Copy the text below on mechanisms of lung cancer disparities in the U.S. word for word, from its title to its final sentence.

**Page extract:**
┄┄┄┄┄┄┄┄┄┄┄┄┄┄┄┄┄┄┄┄

Mechanisms of Lung Cancer Disparities in U.S.-Role of Risk & Protective Factors
This initiative will support research to understand the etiologic factors and the underlying mechanisms for lung cancer disparities among health disparity (HD) populations in the U.S.
Description of Initiative:
This joint initiative with NCI will support multidisciplinary research to understand the underlying causal factors and the mechanisms that result in lung cancer disparities in the U.S. health disparity populations. The NIH-designated health disparity populations include Blacks/African Americans (AA), Hispanics/Latinos, American Indians/Alaska Natives (AI/AN), Asians, Native Hawaiians and other Pacific Islanders, low socioeconomic status (SES) populations, sexual and gender minorities and underserved rural populations in the United States. Lung cancer has been shown to disproportionately affect various HD populations, with higher rates and worse survival. Although smoking is the known major cause of lung cancer, it does not explain all the disparities observed in HD populations. This initiative will support research to examine the interaction of underlying multiple factors, social, environmental, behavioral or molecular factors and the pathways through which they operate for lung cancer disparities.

┄┄┄┄┄┄┄┄┄┄┄┄┄┄┄┄┄┄┄┄

**Supplied information:**
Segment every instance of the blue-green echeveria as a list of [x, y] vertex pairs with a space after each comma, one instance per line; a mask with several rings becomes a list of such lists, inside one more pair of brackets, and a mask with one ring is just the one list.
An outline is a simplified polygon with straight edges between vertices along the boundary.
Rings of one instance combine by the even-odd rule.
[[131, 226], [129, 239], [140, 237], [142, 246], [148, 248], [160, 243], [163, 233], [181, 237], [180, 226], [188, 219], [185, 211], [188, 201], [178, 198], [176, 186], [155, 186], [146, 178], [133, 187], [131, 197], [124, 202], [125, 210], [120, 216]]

┄┄┄┄┄┄┄┄┄┄┄┄┄┄┄┄┄┄┄┄

**Solution to this problem:**
Mechanisms of Lung Cancer Disparities in U.S.-Role of Risk & Protective Factors
This initiative will support research to understand the etiologic factors and the underlying mechanisms for lung cancer disparities among health disparity (HD) populations in the U.S.
Description of Initiative:
This joint initiative with NCI will support multidisciplinary research to understand the underlying causal factors and the mechanisms that result in lung cancer disparities in the U.S. health disparity populations. The NIH-designated health disparity populations include Blacks/African Americans (AA), Hispanics/Latinos, American Indians/Alaska Natives (AI/AN), Asians, Native Hawaiians and other Pacific Islanders, low socioeconomic status (SES) populations, sexual and gender minorities and underserved rural populations in the United States. Lung cancer has been shown to disproportionately affect various HD populations, with higher rates and worse survival. Although smoking is the known major cause of lung cancer, it does not explain all the disparities observed in HD populations. This initiative will support research to examine the interaction of underlying multiple factors, social, environmental, behavioral or molecular factors and the pathways through which they operate for lung cancer disparities.